* BEGIN RECORDED DATA *

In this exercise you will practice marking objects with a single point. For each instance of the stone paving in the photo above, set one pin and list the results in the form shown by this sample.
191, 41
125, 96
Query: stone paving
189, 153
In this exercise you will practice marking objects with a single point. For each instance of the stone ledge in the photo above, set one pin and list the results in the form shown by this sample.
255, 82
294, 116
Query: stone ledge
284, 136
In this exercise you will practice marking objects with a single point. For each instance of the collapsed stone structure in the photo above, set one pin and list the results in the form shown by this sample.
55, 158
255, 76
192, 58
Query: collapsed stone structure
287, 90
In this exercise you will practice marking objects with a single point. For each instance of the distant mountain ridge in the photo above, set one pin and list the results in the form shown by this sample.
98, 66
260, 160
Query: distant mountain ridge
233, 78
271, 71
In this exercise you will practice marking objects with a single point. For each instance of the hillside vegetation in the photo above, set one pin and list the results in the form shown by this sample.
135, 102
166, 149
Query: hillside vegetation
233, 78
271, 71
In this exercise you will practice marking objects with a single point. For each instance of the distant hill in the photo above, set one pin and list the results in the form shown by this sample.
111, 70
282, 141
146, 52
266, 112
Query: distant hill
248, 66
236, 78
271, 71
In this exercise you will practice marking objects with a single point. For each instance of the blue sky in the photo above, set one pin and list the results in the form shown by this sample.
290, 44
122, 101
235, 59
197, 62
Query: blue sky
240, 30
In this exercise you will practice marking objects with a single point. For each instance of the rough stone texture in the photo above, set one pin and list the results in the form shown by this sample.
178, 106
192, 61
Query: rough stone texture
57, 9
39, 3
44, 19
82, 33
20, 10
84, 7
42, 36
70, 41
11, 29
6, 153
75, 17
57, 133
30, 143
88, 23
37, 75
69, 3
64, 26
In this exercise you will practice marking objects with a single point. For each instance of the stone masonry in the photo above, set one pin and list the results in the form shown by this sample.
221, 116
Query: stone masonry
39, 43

* END RECORDED DATA *

Reproduce all of the data above verbatim, line for line, changing nothing.

In this exercise you will practice marking objects with a single point. For each instance of the stone paving in the photo above, set one pin and list the results in the form shown by this sample.
191, 41
125, 96
Query: stone paving
189, 153
In this exercise you will practice marking objects with a single point. For each instance of the stone ledge in the photo above, set one pin and list the results in the form shown by this sample.
255, 82
294, 116
Query: stone ledge
284, 136
In this exercise you will practice marking objects with a single point. For each instance of the collapsed stone structure in the photo above, set one pin and list the results in the form shown by this sample.
55, 158
255, 76
192, 58
Query: collapsed stone structure
287, 90
In this exercise you will practice marking objects with a single point. For each instance of the distant mountain ridge in the photo above, set one pin and list the results in the form shown by this sample.
98, 66
260, 160
Query: distant mountain ridge
233, 78
271, 71
In this exercise you will practice marking objects with a single point. For each instance of the hillside vegetation in the photo above, set one pin and list the results in the form shown by this sample.
135, 102
166, 149
Query: hillside vegetation
233, 78
271, 71
In this exercise you will practice marking objects with a single point. For each instance of the distant hill in the photo above, set one pin and list the results in the form shown by this sample.
111, 70
282, 141
146, 52
266, 112
Query: distant hill
248, 66
236, 78
271, 71
In this exercise you will practice marking objects with a single point. For each instance of the blue sky in the photo above, set one pin and list the results in the form shown by this sample.
290, 44
122, 101
235, 59
197, 62
Query: blue sky
240, 30
In this exercise you will practice marking objects with a single point. For each instance of the rough stone texture in the photo above, set one pin and list the results in the form shown by this sample.
178, 106
192, 61
Query: rough stone texture
57, 9
39, 3
44, 19
82, 33
20, 10
84, 7
42, 36
70, 41
11, 29
6, 153
75, 17
57, 133
30, 143
88, 23
37, 75
69, 3
64, 26
In this exercise you will practice marking objects with a single point. For each instance of the stone masonry in the photo above, set one pin and list the results in the form shown by this sample.
221, 116
Query: stone masonry
39, 43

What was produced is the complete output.